### EXTRAIT DU DOCUMENT

Détour par le « système 1 » du Pr Kahneman. Le langage ne peut être exempt de « stéréotypes », mais la frénésie policière qui s’est emparée des pouvoirs publics pour l’en expurger entend faire comme si…
Dans la vie, celle que l’État et ses appareils s’emploient à réguler mais échouent à contrôler tout à fait, la plupart des idées que nous mobilisons spontanément, dans les gestes de tous les jours, sont du même ordre que le préjugé ou le stéréotype. Sans elles, nous ne saurions, nous ne pourrions pas vivre.
La raison raisonnante, la vérité académique (qui souvent prête à rire), la techno-science brevetée, ce n’est pas avec ça que nous vivons, de l’instant où nous posons le pied par terre au saut du lit et jusqu’au moment d’y retourner pour passer le manche à l’inconscient, seul maître de nos rêves.
Ce qui nous gouverne, la plupart du temps de notre veille consciente, c’est un régime où des schèmes plus ou moins conscients nous dirigent en nous épargnant l’effort d’une pensée analytique, d’une pensée trop lente pour nos besoins immédiats, qui s’enchaînent à un rythme auquel elle ne saurait répondre. Ce qui nous gouverne, c’est le règne des raccourcis mentaux, auquel touche la sociologie avec les concepts d’ethos ou d’habitus, la psychologie comportementale ou, assis sur elle, les behavioral economics. C’est le « système 1 » de Daniel Kahneman[1], le fast thinking, le règne des heuristics (raccourcis mentaux), des automatismes, des intuitions nées de l’habitus ou de biais cognitifs. Système mental qui porte à l’erreur, sans doute, surtout dans les domaines et les disciplines contre-intuitives – comme la statistique –, mais qui s’avère en d’autres cas plus efficace qu’une réflexion laborieuse et elle aussi sujette à l’erreur.
Comme l’écrit Kahneman à propos de l’appréciation d’une probabilité ou d’un risque, « Judgin probability by representativeness has important virtues: the intuitive impressions that it produces are often – indeed, usually – more accurate than chance guesses would be. »[2] Pour illustrer son propos, Kahneman observe que la représentation spontanée qu’on a de quelqu’un qui agit de façon amicale est qu’il est effectivement amical, même si, à strictement parler, personne n’est jamais sûr des intentions d’autrui. Il donne d’autres exemples dont celui-ci : « Les jeunes hommes sont plus portés que les vieilles dames à conduire imprudemment. »

Extrait du jeu de données:

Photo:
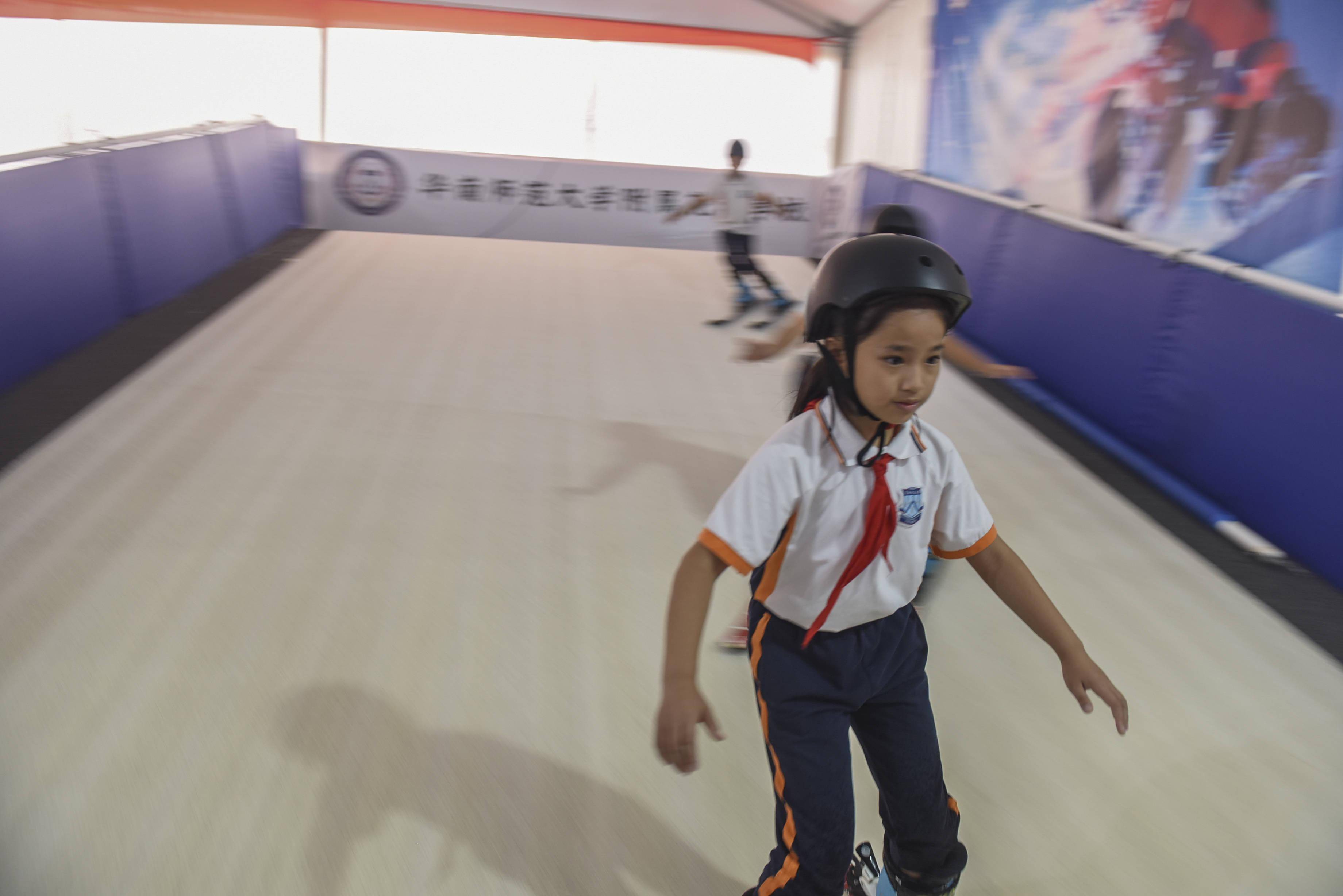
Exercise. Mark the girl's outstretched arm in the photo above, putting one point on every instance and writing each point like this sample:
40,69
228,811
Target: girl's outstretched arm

### À FAIRE
a – Dans l'extrait sur le « système 1 », quelle discipline contre-intuitive est donnée en exemple d'un domaine où ce système porte à l'erreur ?
b – Pour chaque affirmation, dites si elle concorde avec l'extrait sur le « système 1 » en répondant par oui ou par non, puis citez les mots de l'extrait qui tranchent. (i) Le « système 1 » peut se montrer plus efficace qu'une réflexion laborieuse. (ii) On peut être certain des intentions d'autrui. (iii) L'inconscient est le seul maître de nos rêves.
Ces données proviennent d'une autre source.

### CORRIGÉ
a – La statistique.

b –
(i) Oui : « qui s’avère en d’autres cas plus efficace qu’une réflexion laborieuse ».
(ii) Non : « personne n’est jamais sûr des intentions d’autrui ».
(iii) Oui : « l’inconscient, seul maître de nos rêves ».